◆ **PAGE EXTRACT**:
• • • •

Each line of output is a free physical memory chunk. The first column is the beginning of the free chunck (given as a virtual address equal to 0xffffc00000000000 plus the physical address), and the second column is the length of the free chuck (in hexadecimal).

  • osv mmap This command shows the currently mmap’ed ranges. An example of osv mmap’s output:
  (gdb) osv mmap
  ...
  0x0000200000000000 0x0000200000100000 [1024 kB]
  ...

We see a line for each mmap’ed address range. The first and second colums are the start and one-past-end (virtual) address of the mapped range. At the end we see the length of this range.

  • osv info callouts Shows information about “callouts”, a BSD-derived mechanism for scheduling work, which is used heavily in our network stack. An example output:
  • osv info virtio Shows information about virtio devices and the status of their queues. Example output:
(gdb) osv info virtio 
virtio::virtio_net at 0xffffc0003ff0ec00
  queue 0 at 0xffffc0003ff2ba00
    avail g=0xbe09 h=0xbe09 (0)
    used   h=0xbe09 g=0xbd11 (248)
    used notifications: enabled
  queue 1 at 0xffffc0003ff2bc00
    avail g=0xc951 h=0xc951 (0)
    used   h=0xc951 g=0xc8fd (84)
    used notifications: enabled
  queue 2 at 0xffffc0003ff2bd00
    avail g=0x0 h=0x0 (0)
    used   h=0x0 g=0x0 (0)
    used notifications: enabled
virtio::virtio_blk at 0xffffc0003fefd400
  queue 0 at 0xffffc0003fee5100
    avail g=0x15f h=0x15f (0)
    used   h=0x15f g=0x15f (0)
    used notifications: enabled

Here we have a single virtio-net device and a single virtio-blk device. The receive queue of the virtio-net device (queue 1) has 84 used descriptors that have not been processed by the guest yet, indicating that processing is either in progress, or that some bug (for example a deadlock) prevents the driver thread from processing the ring.

  • osv thread apply all This command can be used to get more information about each thread than “osv info threads” supplies. A useful example is “osv thread apply all where”, which shows the backtrace of each OSV thread.
  • osv leak on|off|show This command is used to enable or disable memory leak detection, and to show the information collected so far by the leak detector. See “Leak Detection” section below on how to use memory leak detection.
  • osv pagetable walk <addr> Does a page table walk on the given address.

• • • •

◆ **RECORD EXCERPTS**:

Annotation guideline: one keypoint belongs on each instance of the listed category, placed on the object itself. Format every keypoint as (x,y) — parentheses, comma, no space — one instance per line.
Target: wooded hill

• • • •

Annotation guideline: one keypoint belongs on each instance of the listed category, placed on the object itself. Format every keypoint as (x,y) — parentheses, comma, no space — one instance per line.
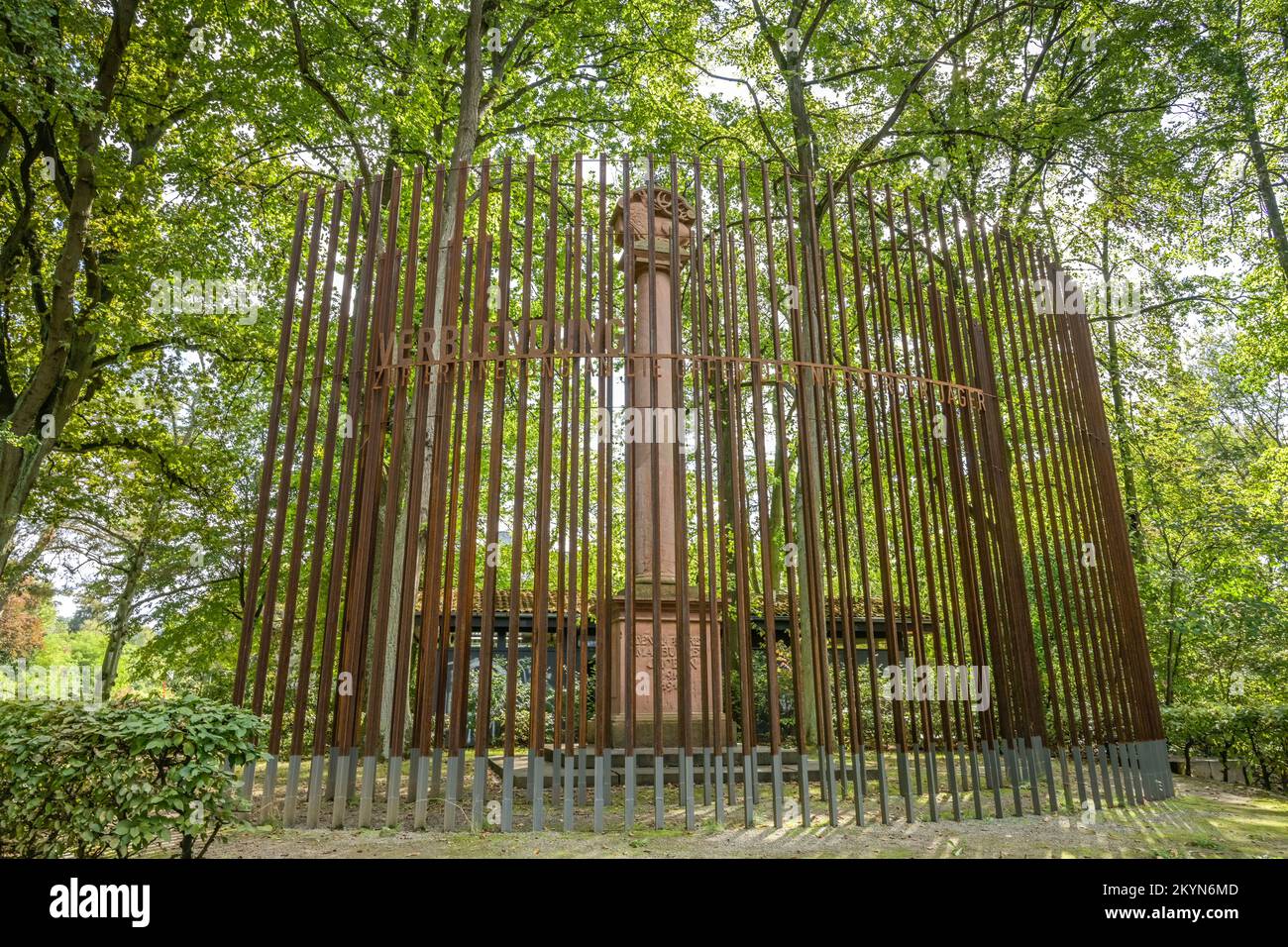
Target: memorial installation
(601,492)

• • • •

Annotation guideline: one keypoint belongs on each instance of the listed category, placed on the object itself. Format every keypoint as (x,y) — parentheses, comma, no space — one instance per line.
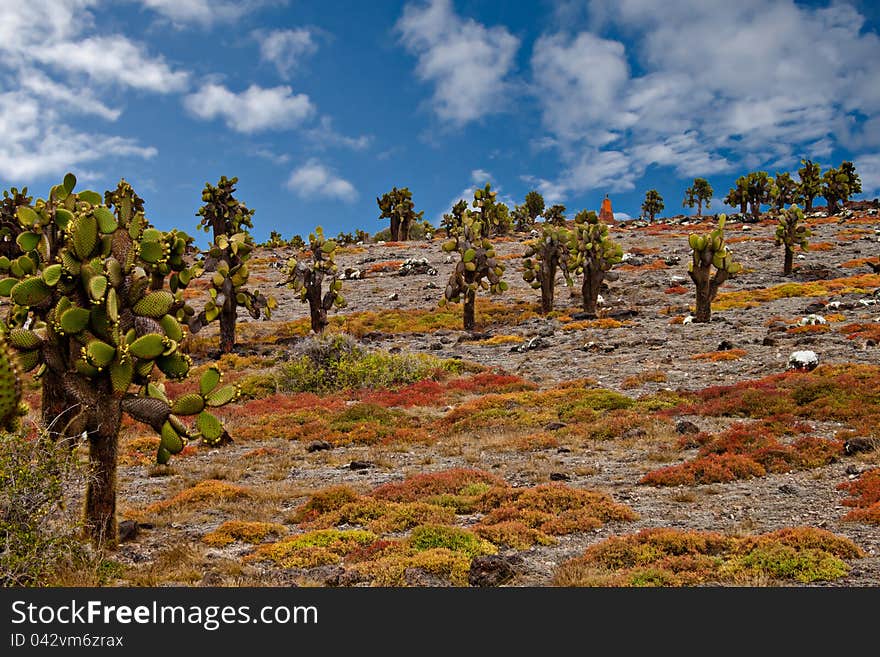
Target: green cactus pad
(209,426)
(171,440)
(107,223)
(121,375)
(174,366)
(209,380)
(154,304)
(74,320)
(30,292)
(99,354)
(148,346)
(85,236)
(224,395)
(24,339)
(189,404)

• • • •

◆ **DIRECTIVES**:
1. In the OSv gdb commands extract, what does the 84 on the virtio-net receive queue (queue 1) mean, and what does the extract say that number indicates?
2. Continue the OSv gdb commands extract from the end of its last command entry.

◆ **TASK ANSWERS**:
1. The 84 is the number of used descriptors on the receive queue that the guest has not processed yet. The extract says this means either that processing is still in progress or that a bug, such as a deadlock, is stopping the driver thread from processing the ring.

2.
  • osv runqueue Shows the runqueue on each CPU. The runqueue is the list of threads which are ready to run as soon as the currently-running thread sleeps or is preempted (the currently-running thread is not listed on the runqueue). Each runqueue is listed in order of dynamic priority (vruntime) - the first listed thread would run next if the running thread went to sleep now. The threads listed by “osv runqueue” are the same as those listed as “queued” in the output of “osv info threads”.
  • osv percpu <expr> [fields to descend to] Prints the value of aPERCPU(typ, expr)variable for all CPUs. If you want a specific field from the variable, specify the field after the variable name. For example (gdb) osv percpu memory::percpu_page_buffer Would print thepercpu_page_buffervalue on all CPUs. (gdb) osv percpu memory::percpu_page_buffer nr Would print thenrfield frompercpu_page_buffer` on all CPUs.

Core dumps

We currently only support attaching to a running guest - dumping a core file and debugging from it later isn’t currently supported.

Reading values of thread-local variables

For some unknown reason you cannot read values of thread-local variables in GDB:

gdb$ p preempt_counter 
Cannot find executable file `(...)/osv/build/debug/loader.elf' in dynamic linker's load module list

There is a workaround. Thread-local variables which are defined in the core object are placed relative to the thread's TCB block. To read them we need to find out the address of threads's TCB and the offset.

First, find a function which is reading variable you want to check and disassemble the access site:

gdb$ x/10i preempt_disable
   ...
   0x3429c6 <sched::preempt_disable()+4>:	add    DWORD PTR fs:0xfffffffffffff9c0,0x1

On x86 fs register points to the TCB. The offset is 0xfffffffffffff9c0. We can read TCB address from sched::thread::_tcb field, so lets's find out what current thread is:

gdb$ bt
...
#6  0x0000000000346806 in sched::thread_main_c (t=0xffffc0003fe0e000) 

The pointer to current sched::thread is 0xffffc0003fe0e000. Now we can read variable value, assuming it's of type long:

gdb$ p *(long*)((ulong)((sched::thread*)0xffffc0003fe0e000)->_tcb + 0xfffffffffffff9c0)

Debug printouts, aborts and assertions

Tracepoints

To add a static tracepoint, use the following code:

#include <osv/trace.hh> 
TRACEPOINT(trace_foo, "x=%x y=%d", u64, int);
 ...

void foo(u64 x, int y)
{
   trace_foo(x, y);
   ...
}

Where

  • trace_foo: an internal identifier (normally beings with “trace_”).
  • "foo": a name for the tracepoint as will be visible in the log
  • u64, int: parameters for the tracepoint
  • "x=%x y=%d": format string for the tracepoint; size modifiers unneeded

To enable tracepoints at runtime, use the --trace= switch:

scripts/run.py --trace=sched\*

Use comma to enable multiple tracepoints. Shell-style wildcards allow enabling multiple tracepoints (as in the example).

If you want to gather backtrace on every tracepoint call pass the --trace-backtrace option. You will be able to see where each trace sample was called from.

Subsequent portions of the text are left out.